## Instruction:
Write out the material below word for word, keeping every line and its order unchanged.
>>>>>
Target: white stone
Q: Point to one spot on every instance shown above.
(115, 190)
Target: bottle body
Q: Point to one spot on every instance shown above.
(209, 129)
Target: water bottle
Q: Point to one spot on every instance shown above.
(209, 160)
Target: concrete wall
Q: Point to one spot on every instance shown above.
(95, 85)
<<<<<
## Exercise response:
Target: white stone
Q: Point to one spot on every instance shown above.
(115, 190)
Target: bottle body
Q: Point to one spot on every instance shown above.
(209, 129)
Target: water bottle
Q: Point to one spot on every instance shown above.
(209, 160)
Target: concrete wall
Q: Point to one spot on every instance shown above.
(95, 85)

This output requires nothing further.